■ Problem details: No pictures in the copy, please: retype all the records exactly.

■ Data provided:
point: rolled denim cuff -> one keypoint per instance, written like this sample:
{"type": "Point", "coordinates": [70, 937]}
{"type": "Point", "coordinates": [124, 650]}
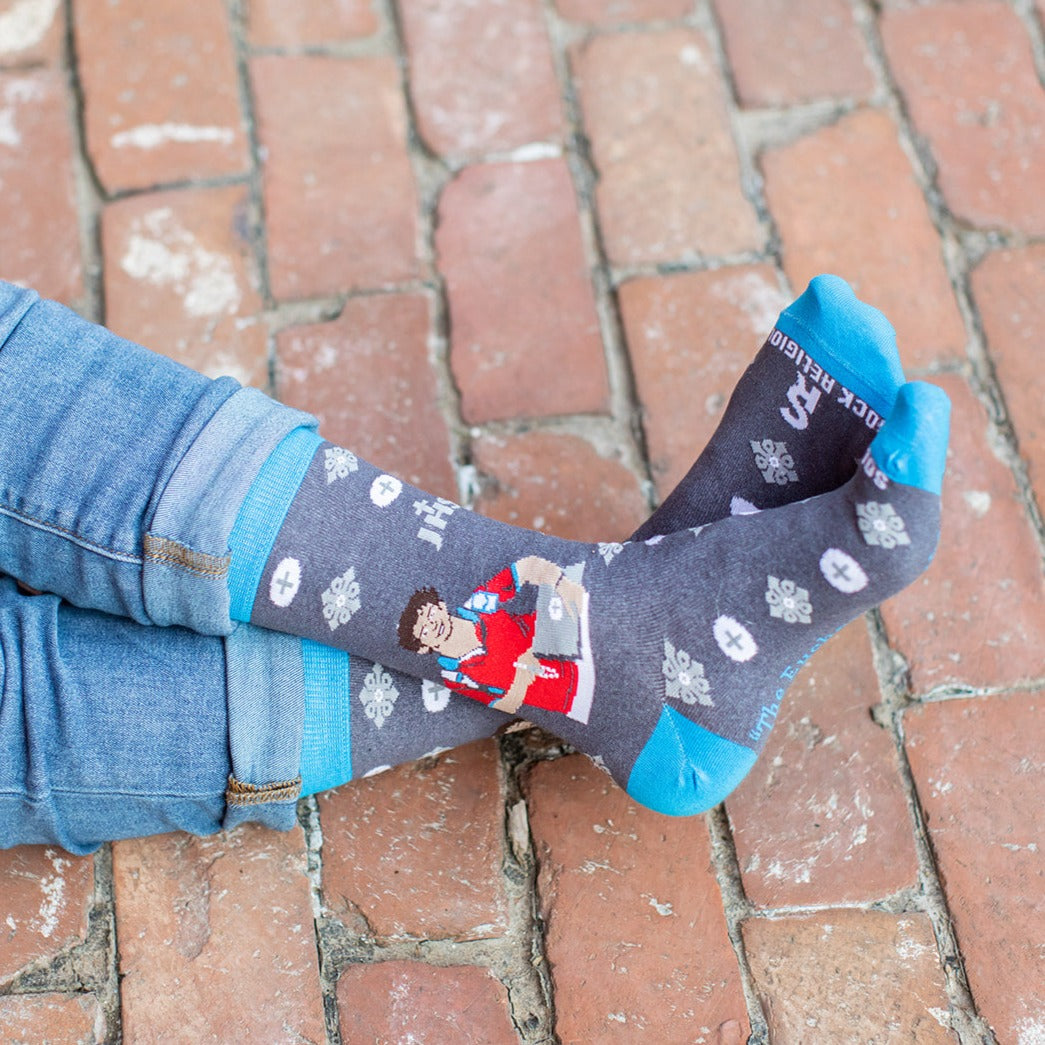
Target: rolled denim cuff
{"type": "Point", "coordinates": [264, 678]}
{"type": "Point", "coordinates": [186, 546]}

■ Task result:
point: rolled denim cuff -> one keypoint per instance, written like this sample:
{"type": "Point", "coordinates": [70, 937]}
{"type": "Point", "coordinates": [124, 650]}
Target: rolled denim cuff
{"type": "Point", "coordinates": [264, 678]}
{"type": "Point", "coordinates": [186, 546]}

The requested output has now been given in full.